Tuliskan lanjutan laporan tentang acara Harlah NU dan peluncuran buku Atlas Wali Songo. Mulailah tepat sesudah kalimat terakhir yang ditampilkan.

**Kutipan Teks**.
-------------------------

Atlas Walisongo

Acara Hari Lahir Nahdlatul Ulama (NU) yang bertema Atlas Wali Songo dimulai sekitar pukul 8 malam, dibuka oleh Ketua Umum PBNU Bapak Said Agil Siraj. Dalam pembukaannya, Said Agil menyampaikan tentang impiannya mendirikan 10 Universitas NU di seluruh Indonesia, yang mana sekarang sudah berdiri 3 universitas.

Acara Harlah NU ini sekaligus sebagai ajang memperkenalkan buku Atlas Wali Songo yang ditulis oleh Agus Sunyoto. Cak Nun dan Kiai Kanjeng yang didapuk sebagai pengisi acara, mengawal jalannya acara dengan begitu komunikatif. “Buku ini ujung tonggak, komprehensif tentang dakwah Walisongo,” kalimat pembuka Cak Nun, “Dalam dakwahnya Walisongo, tidak ada satu dimensi kehidupan manusia yang dia abaikan. Dakwah kelengkapan seluruh kemanusiaan. Dalam hidup itu ada 3 dimensi: benar-salah, baik-buruk, dan indah-jorok. Seluruh institusi, terminologi nilai, seluruh filosofi, dan apapun saja sampai terapan politik dan kebudayaan, harus senantiasa mengharmonikan 3 dimensi ini.

-------------------------

**Data Tersedia**.
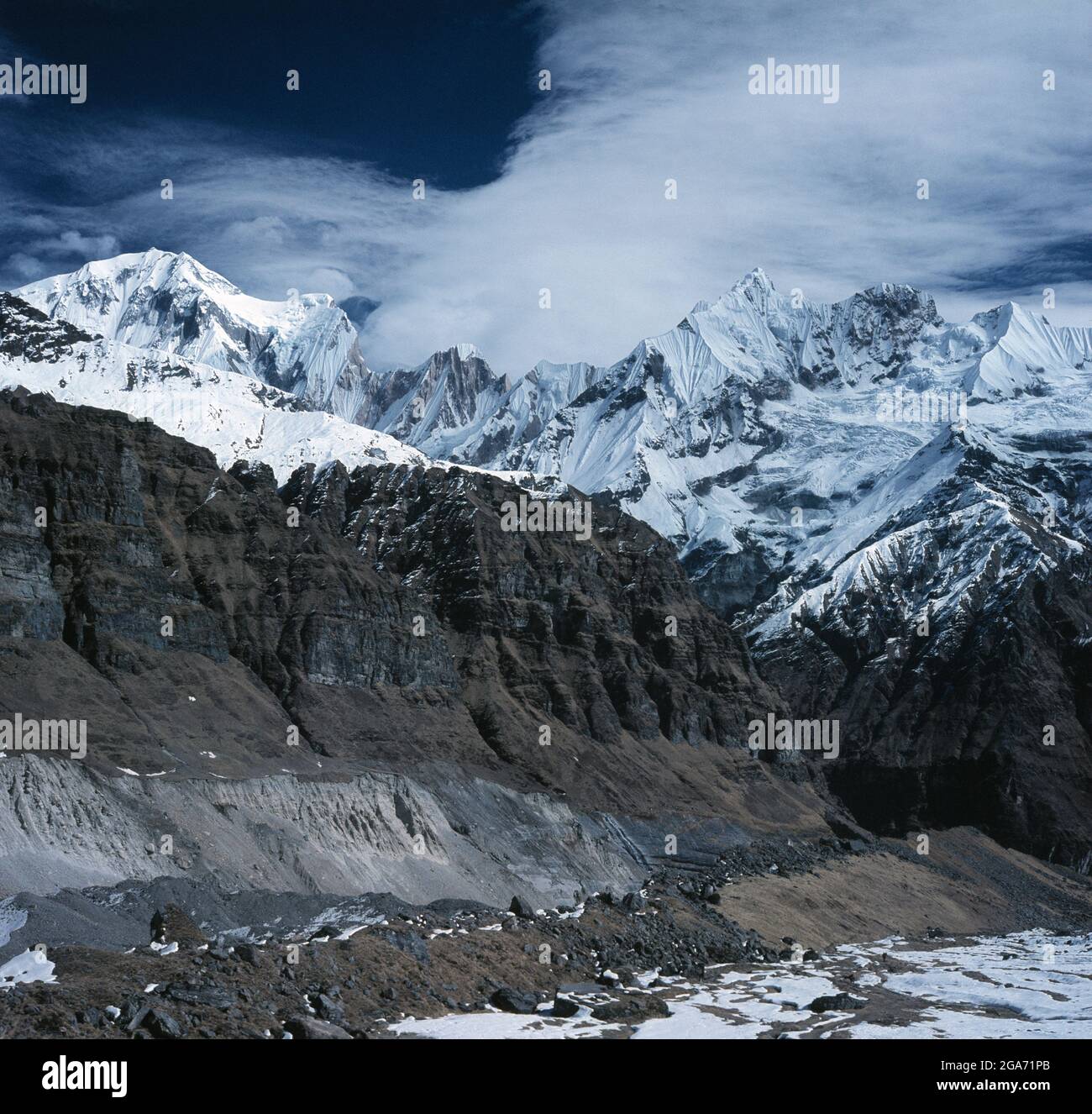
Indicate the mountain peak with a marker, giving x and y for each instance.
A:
(756, 279)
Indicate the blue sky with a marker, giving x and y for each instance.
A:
(564, 188)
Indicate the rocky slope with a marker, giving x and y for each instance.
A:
(350, 692)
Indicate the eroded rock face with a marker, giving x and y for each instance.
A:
(224, 641)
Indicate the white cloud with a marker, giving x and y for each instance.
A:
(822, 197)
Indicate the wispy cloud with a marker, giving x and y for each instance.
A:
(822, 195)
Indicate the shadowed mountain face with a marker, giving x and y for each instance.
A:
(952, 633)
(398, 624)
(202, 623)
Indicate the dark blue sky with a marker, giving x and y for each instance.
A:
(562, 190)
(426, 88)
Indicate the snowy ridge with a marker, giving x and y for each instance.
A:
(234, 416)
(782, 444)
(171, 303)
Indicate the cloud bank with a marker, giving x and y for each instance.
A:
(823, 197)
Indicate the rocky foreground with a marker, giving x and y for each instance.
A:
(375, 967)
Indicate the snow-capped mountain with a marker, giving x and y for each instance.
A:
(171, 303)
(437, 405)
(235, 416)
(454, 407)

-------------------------

**Hasil Tugas**.
“Misal: salat. Kita mau salat itu sebuah kebaikan, yang juga bernilai kebenaran, tapi belum tentu bernilai keindahan. Begitu memenuhi syarat hukum Islam, berarti sudah memenuhi kebenaran. Di dalam aturan salat, tidak ada aturan khusuk. Analoginya, misal saya salaman sama Kyai Said Agil tapi wajah saya tidak menghadap beliau, sorot mata saya tidak berhadapan dengan sorot mata beliau, beliau merasa tidak kalau saya berkomunikasi sama dia? Kira-kira bagaimana? Kalau kita salat tapi tidak fokus hatinya, menurut logika kita, diterima atau tidak? Salat bukan? Yang salat jasadnya, namun hatinya, fikirannya, budayanya tidak salat, ibadahnya pincang. Kalau anda fokus kepada Allah, berarti anda khusyuk. Pertanyaannya, kekhusyukan itu termasuk kebenaran, kebaikan, atau keindahan? Jadi baiknya orang berniat salat, dan benarnya orang menjalankan syariat rukun salat, tapi kalau tanpa kekhusyukan, logically dia belum salat. Artinya keindahan itu bisa lebih penting dari kebaikan dan kebenaran.”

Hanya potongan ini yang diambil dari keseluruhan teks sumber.